*** GIVEN INFORMATION Section Begins ***

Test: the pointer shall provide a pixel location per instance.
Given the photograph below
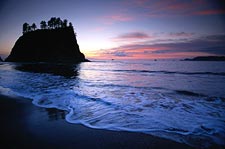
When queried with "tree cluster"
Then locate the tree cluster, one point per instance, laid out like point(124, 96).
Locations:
point(53, 23)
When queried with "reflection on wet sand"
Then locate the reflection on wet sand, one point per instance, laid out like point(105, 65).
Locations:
point(66, 70)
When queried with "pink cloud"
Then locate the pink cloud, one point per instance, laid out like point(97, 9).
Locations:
point(110, 19)
point(210, 12)
point(181, 34)
point(131, 36)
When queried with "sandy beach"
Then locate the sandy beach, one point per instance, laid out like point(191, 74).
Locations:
point(25, 125)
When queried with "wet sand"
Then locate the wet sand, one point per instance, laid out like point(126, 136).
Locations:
point(24, 125)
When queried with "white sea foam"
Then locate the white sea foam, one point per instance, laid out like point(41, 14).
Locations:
point(186, 107)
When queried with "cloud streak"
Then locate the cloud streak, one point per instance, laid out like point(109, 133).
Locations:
point(202, 46)
point(111, 19)
point(131, 36)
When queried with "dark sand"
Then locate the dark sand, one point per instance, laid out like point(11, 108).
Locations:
point(24, 125)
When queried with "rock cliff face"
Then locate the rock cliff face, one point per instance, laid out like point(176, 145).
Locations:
point(47, 45)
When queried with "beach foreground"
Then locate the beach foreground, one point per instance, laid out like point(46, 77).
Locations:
point(25, 125)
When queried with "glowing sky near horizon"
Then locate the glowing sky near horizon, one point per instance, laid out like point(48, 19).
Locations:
point(126, 29)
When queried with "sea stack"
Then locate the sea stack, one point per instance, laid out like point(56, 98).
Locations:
point(57, 45)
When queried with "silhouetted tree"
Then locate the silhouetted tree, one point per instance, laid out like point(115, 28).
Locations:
point(70, 24)
point(43, 25)
point(25, 27)
point(50, 24)
point(33, 26)
point(64, 24)
point(58, 22)
point(29, 29)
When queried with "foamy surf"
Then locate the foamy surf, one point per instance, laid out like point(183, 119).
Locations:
point(187, 106)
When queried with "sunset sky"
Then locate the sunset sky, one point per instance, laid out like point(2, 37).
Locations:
point(125, 29)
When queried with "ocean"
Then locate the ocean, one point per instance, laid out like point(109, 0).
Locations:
point(179, 100)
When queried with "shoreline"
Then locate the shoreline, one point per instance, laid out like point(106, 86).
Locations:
point(26, 125)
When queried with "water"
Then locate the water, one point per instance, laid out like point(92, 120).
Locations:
point(179, 100)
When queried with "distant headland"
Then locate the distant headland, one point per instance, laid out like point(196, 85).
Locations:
point(206, 58)
point(55, 42)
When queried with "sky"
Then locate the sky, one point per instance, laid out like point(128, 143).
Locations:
point(125, 29)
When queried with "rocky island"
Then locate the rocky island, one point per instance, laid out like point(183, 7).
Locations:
point(55, 42)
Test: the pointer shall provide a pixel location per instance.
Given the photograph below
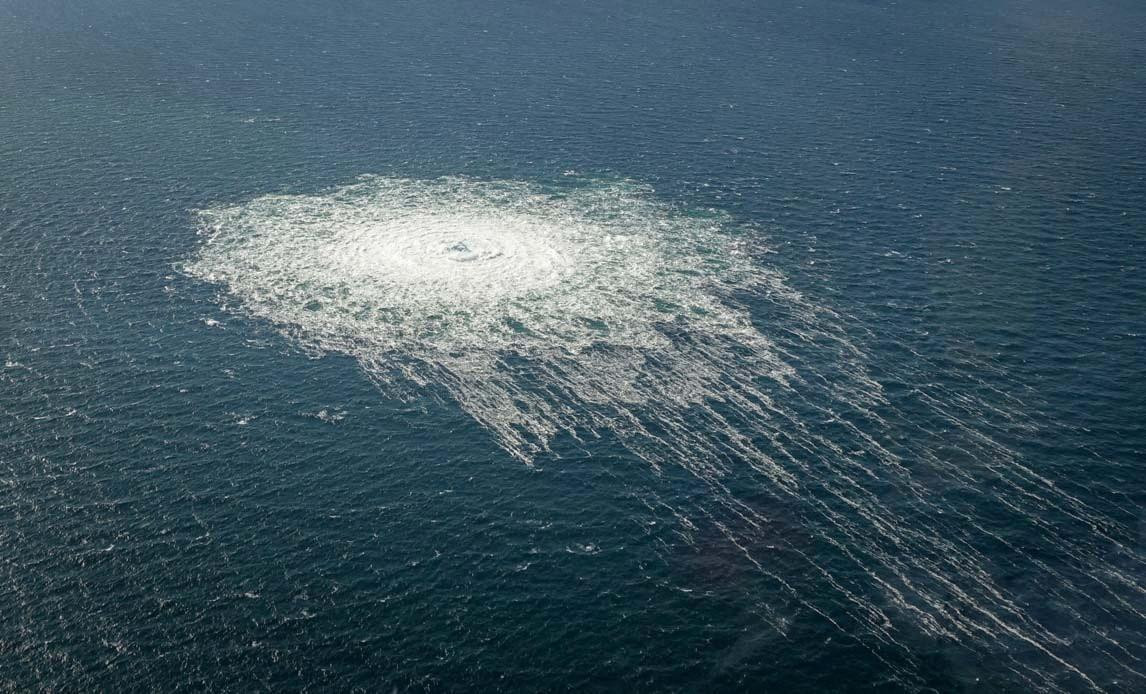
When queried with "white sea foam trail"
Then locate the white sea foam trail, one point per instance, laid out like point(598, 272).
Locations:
point(594, 309)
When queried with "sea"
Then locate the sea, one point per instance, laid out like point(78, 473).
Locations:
point(573, 346)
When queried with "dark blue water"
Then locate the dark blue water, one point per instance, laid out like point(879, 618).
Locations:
point(190, 499)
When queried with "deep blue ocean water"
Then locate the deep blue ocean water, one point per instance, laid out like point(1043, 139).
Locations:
point(191, 499)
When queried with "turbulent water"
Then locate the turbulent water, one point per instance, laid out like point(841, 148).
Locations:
point(572, 346)
point(594, 309)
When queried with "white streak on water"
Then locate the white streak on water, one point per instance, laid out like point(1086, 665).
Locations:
point(596, 309)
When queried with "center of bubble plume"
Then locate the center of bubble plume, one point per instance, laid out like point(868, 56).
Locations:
point(594, 309)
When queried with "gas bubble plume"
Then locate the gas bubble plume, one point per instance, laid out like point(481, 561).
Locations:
point(595, 309)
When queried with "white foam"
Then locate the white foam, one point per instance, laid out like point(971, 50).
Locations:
point(593, 308)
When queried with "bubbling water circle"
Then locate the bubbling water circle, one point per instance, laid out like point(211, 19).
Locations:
point(594, 308)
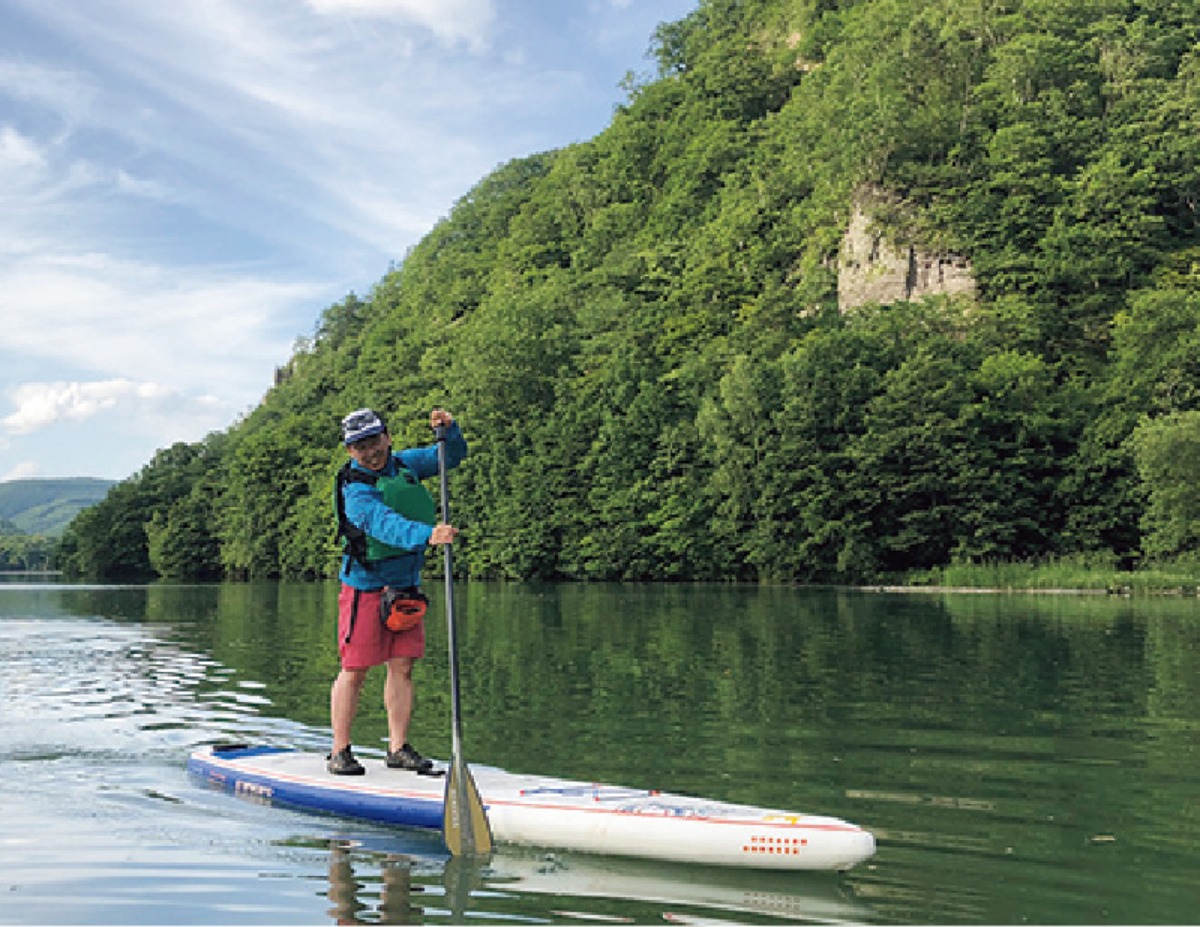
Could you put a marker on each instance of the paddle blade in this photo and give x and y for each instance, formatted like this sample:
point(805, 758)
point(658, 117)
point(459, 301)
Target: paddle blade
point(465, 823)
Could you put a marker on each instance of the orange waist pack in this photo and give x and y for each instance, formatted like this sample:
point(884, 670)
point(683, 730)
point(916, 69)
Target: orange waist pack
point(402, 609)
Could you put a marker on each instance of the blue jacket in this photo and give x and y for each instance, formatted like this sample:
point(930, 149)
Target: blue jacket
point(365, 507)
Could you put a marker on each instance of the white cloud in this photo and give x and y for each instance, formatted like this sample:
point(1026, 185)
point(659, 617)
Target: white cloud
point(40, 405)
point(17, 151)
point(198, 332)
point(451, 21)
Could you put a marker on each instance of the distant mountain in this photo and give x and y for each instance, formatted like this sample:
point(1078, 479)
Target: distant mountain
point(47, 506)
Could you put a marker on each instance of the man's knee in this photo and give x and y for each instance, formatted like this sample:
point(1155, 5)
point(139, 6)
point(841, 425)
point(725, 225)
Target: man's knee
point(402, 665)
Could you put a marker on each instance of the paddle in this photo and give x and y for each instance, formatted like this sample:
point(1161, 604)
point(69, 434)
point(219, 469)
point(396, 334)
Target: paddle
point(463, 820)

*** GIVEN INFORMATION Section Ends ***

● **TASK TO CARRY OUT**: With the pictures left out, return the listing above exactly as it stands.

● **REPLY**:
Test: the pointer shall provide a pixel location per instance.
Given the photograph below
When queried with "tree cluster"
Then locate the tree cluster, one point per instance, laid out like point(124, 96).
Locations:
point(53, 23)
When queried with "reflection on wet sand"
Then locate the reflection on wet sand, one point per instance, laid out like point(105, 65).
Locations:
point(66, 70)
When queried with "pink cloud"
Then locate the pink cloud, one point per instance, laid out like point(97, 9).
Locations:
point(110, 19)
point(210, 12)
point(181, 34)
point(131, 36)
When queried with "sandy beach"
Then locate the sandy beach, one point per instance, laid out like point(191, 74).
Locations:
point(25, 125)
When queried with "wet sand"
Then locate the wet sand, one point per instance, laid out like point(126, 136).
Locations:
point(24, 125)
When queried with "white sea foam"
Then locate the white sea foam, one point per instance, laid out like point(41, 14).
Locations:
point(186, 107)
When queried with "cloud streak"
Then locate the cloud streak, one point per instance, laid out like point(109, 133).
Locations:
point(202, 46)
point(111, 19)
point(131, 36)
When queried with "dark sand"
Then locate the dark sand, one point per instance, laid out like point(11, 108).
Locations:
point(24, 125)
When queried with "rock cliff face"
Then locate the rock cliff face, one point per instance, laid out like point(176, 145).
Locations:
point(47, 45)
When queried with "beach foreground"
Then locate the beach foreground, one point per instance, laid out like point(46, 77).
Locations:
point(25, 125)
When queried with "glowing sky near horizon"
Then locate the glowing sky near horizon, one point per instance, laid out like point(48, 19).
Locations:
point(126, 29)
When queried with "sea stack"
Then locate the sea stack, one point per instance, laid out like point(56, 98).
Locations:
point(57, 45)
When queried with "silhouetted tree"
Then locate the silhouetted tree, one point per instance, laid out like point(115, 28).
Locations:
point(70, 24)
point(43, 25)
point(25, 27)
point(50, 24)
point(33, 26)
point(64, 24)
point(58, 22)
point(29, 29)
When queried with "foamy surf"
Then locate the foamy surf, one point per instance, laid out like point(183, 119).
Locations:
point(187, 106)
When queried with "sunset sky"
Then locate the sunset sky, one point per instance, laid out like point(2, 37).
Locations:
point(125, 29)
When queried with "ocean"
Then locate the ocean, one point per instance, laid out like point(109, 0).
Locations:
point(179, 100)
When queried with "shoreline"
Then locate the shoreline, one point per instance, laid out like point(106, 86).
Locations:
point(26, 125)
When queried with "water"
Then locate the water, one point per instance, laid out like point(92, 120).
Locations:
point(179, 100)
When queried with "distant headland"
Then locate the distant headland, one point per instance, laid out like point(196, 85).
Locations:
point(206, 58)
point(55, 42)
When queried with "sky"
Then locate the sky, one point per instance, laid out like point(128, 143).
Locations:
point(125, 29)
When queried with "rocky island"
Then locate the rocky island, one point per instance, laid out like point(183, 7).
Locations:
point(55, 42)
Test: the pointer shall provide a pixel location per instance.
Given the photograph below
When queried with "white sea foam trail"
Then locate the white sea foam trail, one point per instance, laid out like point(598, 272).
Locations:
point(594, 309)
When queried with "sea"
Then locate the sea, one point per instance, laid out like point(78, 473).
Locations:
point(573, 346)
When queried with "dark blue water"
Then locate the dark blue water, one point per instance, laid out like point(879, 618).
Locations:
point(190, 499)
When queried with "deep blue ocean water"
Then locate the deep blue ocean water, one point per instance, laid out like point(1043, 139).
Locations:
point(191, 499)
When queried with "turbulent water"
Then locate the turbulent water, one point per instance, laid out like point(841, 148).
Locations:
point(572, 346)
point(594, 309)
When queried with "white streak on water"
Then locate the white streak on water, one point per instance, laid out like point(1086, 665).
Locations:
point(596, 309)
When queried with "center of bubble plume"
Then locate the center of bubble plume, one point per instance, laid out like point(868, 56).
Locations:
point(594, 309)
When queried with "gas bubble plume"
Then locate the gas bubble plume, one point per instance, laid out like point(481, 561).
Locations:
point(595, 309)
When queried with "white foam"
Then locate the white foam, one point per instance, laid out like point(971, 50).
Locations:
point(593, 308)
When queried with "bubbling water circle"
Then locate the bubbling water circle, one point per instance, laid out like point(211, 19).
Locations:
point(594, 308)
Could you put a marker on each instance of the paddle blade in this photo and give x and y for each instance, formatted like this sample:
point(805, 758)
point(658, 117)
point(459, 301)
Target: paddle blade
point(465, 823)
Could you put a marker on each instance of the orange waist pack in this photo and give x and y for each instance, formatted like this sample:
point(884, 670)
point(683, 730)
point(916, 69)
Target: orange waist pack
point(402, 609)
Could you put a marker on each instance of the blue jacket in this photo and give x and y for each instance, formatted like this sample:
point(930, 149)
Target: blue jacket
point(365, 507)
Could you put a marker on each instance of the white cloud in this photo and give x and y for each instance, formatted like this sample:
point(1026, 185)
point(659, 617)
Target: white cloud
point(40, 405)
point(17, 151)
point(198, 332)
point(451, 21)
Could you put a marker on each instance of the distant mountain in this photo and give x and y for each instance, formatted like this sample:
point(1078, 479)
Target: distant mountain
point(47, 506)
Could you put a marker on each instance of the man's knee in this photo and give x and y for each instance, formatted like this sample:
point(1155, 5)
point(139, 6)
point(841, 425)
point(725, 225)
Target: man's knee
point(402, 665)
Could you put a marker on each instance of the paddle in this photo and give x and y for each instance, formatted like this sample:
point(1161, 604)
point(69, 434)
point(219, 469)
point(396, 334)
Target: paddle
point(463, 820)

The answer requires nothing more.